== What you have to do ==
Put the entries below into a JSON list of strings, with one string for each line and no blank lines. Leave the pictures out.

▬▬▬

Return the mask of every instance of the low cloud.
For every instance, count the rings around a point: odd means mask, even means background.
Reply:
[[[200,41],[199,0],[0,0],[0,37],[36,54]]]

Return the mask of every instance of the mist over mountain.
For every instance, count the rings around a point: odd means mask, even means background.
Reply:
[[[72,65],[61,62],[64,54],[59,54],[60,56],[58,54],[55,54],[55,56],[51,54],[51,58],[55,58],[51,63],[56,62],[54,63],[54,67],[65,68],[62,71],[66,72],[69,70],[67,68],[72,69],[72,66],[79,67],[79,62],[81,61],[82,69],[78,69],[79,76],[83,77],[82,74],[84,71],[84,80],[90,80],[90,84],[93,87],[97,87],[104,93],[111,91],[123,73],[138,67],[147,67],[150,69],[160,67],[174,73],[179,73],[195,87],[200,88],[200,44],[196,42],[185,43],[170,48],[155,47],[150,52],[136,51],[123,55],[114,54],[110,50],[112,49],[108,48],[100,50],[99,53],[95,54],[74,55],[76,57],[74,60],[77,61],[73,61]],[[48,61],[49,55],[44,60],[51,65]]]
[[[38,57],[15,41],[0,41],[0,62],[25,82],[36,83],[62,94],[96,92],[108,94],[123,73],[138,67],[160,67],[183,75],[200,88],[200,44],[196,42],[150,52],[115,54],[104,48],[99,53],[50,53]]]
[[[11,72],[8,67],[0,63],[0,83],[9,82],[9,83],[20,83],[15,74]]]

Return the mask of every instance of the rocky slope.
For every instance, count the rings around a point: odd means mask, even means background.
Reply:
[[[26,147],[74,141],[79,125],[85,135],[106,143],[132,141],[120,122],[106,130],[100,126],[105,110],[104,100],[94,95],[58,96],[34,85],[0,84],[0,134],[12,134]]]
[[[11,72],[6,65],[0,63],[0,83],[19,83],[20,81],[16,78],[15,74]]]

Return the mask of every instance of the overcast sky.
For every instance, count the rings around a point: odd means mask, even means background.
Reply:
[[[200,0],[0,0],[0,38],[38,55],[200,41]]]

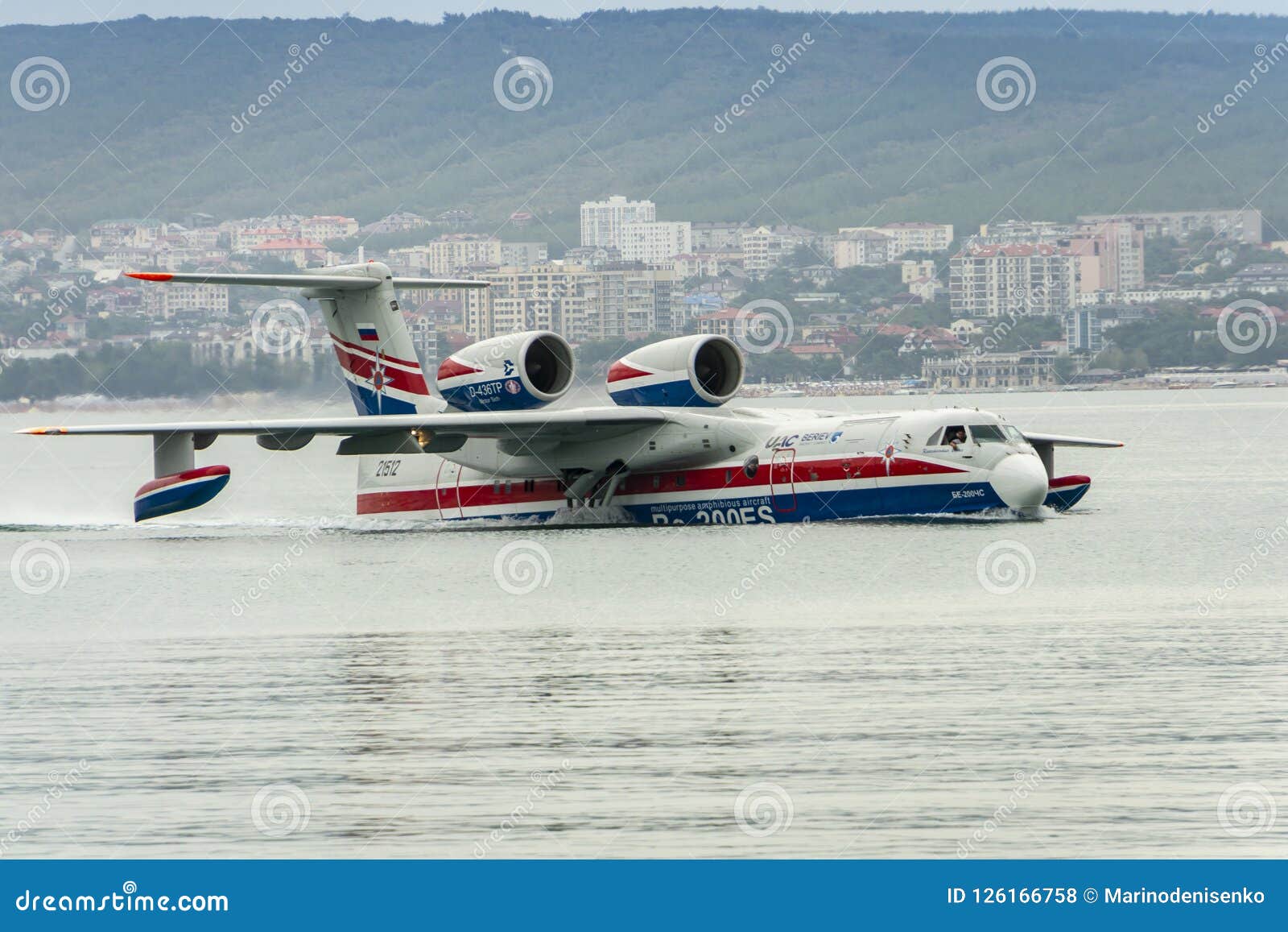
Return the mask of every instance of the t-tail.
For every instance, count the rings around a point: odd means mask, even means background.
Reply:
[[[143,281],[300,289],[322,309],[344,382],[359,415],[437,414],[447,407],[444,401],[429,393],[425,371],[416,358],[411,333],[398,307],[397,289],[487,287],[484,281],[394,277],[381,262],[301,269],[292,275],[128,275]],[[206,449],[214,438],[214,434],[196,431],[153,434],[156,476],[135,494],[135,521],[196,508],[228,483],[228,467],[196,468],[194,451]],[[295,450],[312,438],[312,433],[303,432],[256,437],[260,446],[273,450]]]

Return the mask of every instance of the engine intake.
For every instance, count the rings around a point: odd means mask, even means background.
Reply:
[[[743,362],[728,336],[676,336],[640,347],[608,370],[618,405],[719,407],[742,387]]]
[[[529,330],[471,343],[438,367],[438,391],[462,411],[522,411],[558,401],[572,385],[572,347]]]

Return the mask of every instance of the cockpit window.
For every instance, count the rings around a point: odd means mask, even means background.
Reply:
[[[1005,443],[1006,434],[997,424],[971,424],[970,433],[976,443]]]

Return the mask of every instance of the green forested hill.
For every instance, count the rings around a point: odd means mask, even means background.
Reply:
[[[50,57],[71,92],[39,112],[0,104],[0,226],[469,208],[488,228],[529,210],[550,231],[524,235],[576,245],[577,204],[625,193],[652,196],[663,219],[822,229],[1251,200],[1288,229],[1288,61],[1235,90],[1285,34],[1288,18],[1079,13],[1069,26],[1054,10],[6,27],[4,70]],[[270,90],[310,43],[316,61]],[[755,90],[793,43],[799,61]],[[546,103],[497,102],[495,72],[514,55],[549,67]],[[1036,80],[1009,112],[976,95],[980,67],[1003,55]],[[1199,133],[1231,93],[1233,111]],[[261,94],[264,112],[233,131]],[[746,115],[715,131],[744,94]]]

▬▬▬

== Exercise output ==
[
  "Return the mask of every instance of the low cloud.",
  "For every instance, count the rings around a point: odd means mask, even means background.",
  "Reply:",
  "[[[200,41],[199,0],[0,0],[0,37],[36,54]]]",
  "Return the mask of every instance of the mist over mountain.",
  "For every instance, count the rings around a point: odd means mask, even means background.",
  "Reply:",
  "[[[72,65],[61,62],[64,54],[59,54],[60,56],[58,54],[55,54],[55,56],[51,54],[51,58],[55,58],[51,63],[56,62],[54,63],[54,67],[65,68],[62,71],[66,72],[69,70],[67,68],[72,69],[72,66],[79,67],[79,62],[81,61],[82,69],[78,69],[79,76],[83,77],[82,74],[84,71],[84,80],[90,80],[90,84],[93,87],[97,87],[104,93],[111,91],[123,73],[138,67],[147,67],[150,69],[160,67],[174,73],[179,73],[195,87],[200,88],[200,44],[196,42],[185,43],[170,48],[155,47],[150,52],[136,51],[123,55],[114,54],[110,50],[112,49],[108,48],[100,50],[99,53],[95,54],[74,55],[76,57],[74,60],[77,61],[73,61]],[[48,61],[49,55],[44,60],[51,65]]]",
  "[[[38,57],[15,41],[0,41],[0,62],[25,82],[36,83],[62,94],[96,92],[108,94],[123,73],[138,67],[160,67],[183,75],[200,88],[200,44],[196,42],[150,52],[115,54],[104,48],[99,53],[50,53]]]",
  "[[[11,72],[8,67],[0,63],[0,83],[9,82],[9,83],[20,83],[15,74]]]",
  "Return the mask of every instance of the rocky slope.",
  "For every instance, count the rings around a point: odd means mask, even means background.",
  "Reply:",
  "[[[26,147],[74,141],[79,125],[85,135],[106,143],[132,141],[120,122],[106,130],[100,126],[105,110],[104,100],[94,95],[58,96],[34,85],[0,84],[0,134],[12,134]]]",
  "[[[11,72],[6,65],[0,63],[0,83],[19,83],[20,81],[16,78],[15,74]]]",
  "Return the mask of every instance of the overcast sky.",
  "For every instance, count the rings around a point: odd means mask, even means background.",
  "Reply:",
  "[[[200,0],[0,0],[0,38],[38,55],[200,41]]]",
  "Return the mask of every instance of the t-tail.",
  "For every instance, count the rings around a point: odd means mask, even means background.",
  "Reply:",
  "[[[143,281],[300,289],[322,309],[344,382],[359,415],[437,414],[447,407],[444,401],[429,393],[425,371],[416,358],[411,333],[398,307],[397,289],[487,287],[484,281],[394,277],[381,262],[301,269],[292,275],[128,275]],[[206,449],[214,438],[214,434],[196,431],[153,434],[156,476],[135,494],[135,521],[196,508],[228,483],[228,467],[196,468],[194,451]],[[295,450],[312,438],[312,433],[303,432],[256,437],[260,446],[273,450]]]",
  "Return the mask of every instance of the engine intake.",
  "For every instance, count the rings around a point: odd means mask, even means background.",
  "Reply:",
  "[[[743,362],[728,336],[676,336],[640,347],[608,370],[618,405],[719,407],[742,387]]]",
  "[[[529,330],[471,343],[438,367],[438,391],[462,411],[522,411],[558,401],[572,385],[572,347]]]",
  "Return the mask of every instance of the cockpit window.",
  "For every instance, count the rings around a point: odd means mask, even means background.",
  "Reply:",
  "[[[1005,443],[1006,434],[997,424],[971,424],[970,433],[976,443]]]",
  "Return the mask of every instance of the green forested hill.",
  "For every instance, count the rings around a point: odd means mask, even means background.",
  "Reply:",
  "[[[50,57],[71,92],[39,112],[0,104],[0,226],[469,208],[488,228],[529,210],[550,231],[524,235],[576,245],[577,204],[625,193],[652,196],[663,219],[822,229],[1251,200],[1288,229],[1288,61],[1235,90],[1285,34],[1288,18],[1079,13],[1069,26],[1054,10],[6,27],[4,70]],[[270,90],[310,43],[316,61]],[[755,90],[793,43],[799,61]],[[546,103],[497,102],[495,72],[514,55],[549,67]],[[1036,80],[1009,112],[976,95],[980,67],[1003,55]],[[1199,133],[1231,93],[1233,111]],[[261,94],[264,112],[233,131]],[[746,115],[715,131],[744,94]]]"
]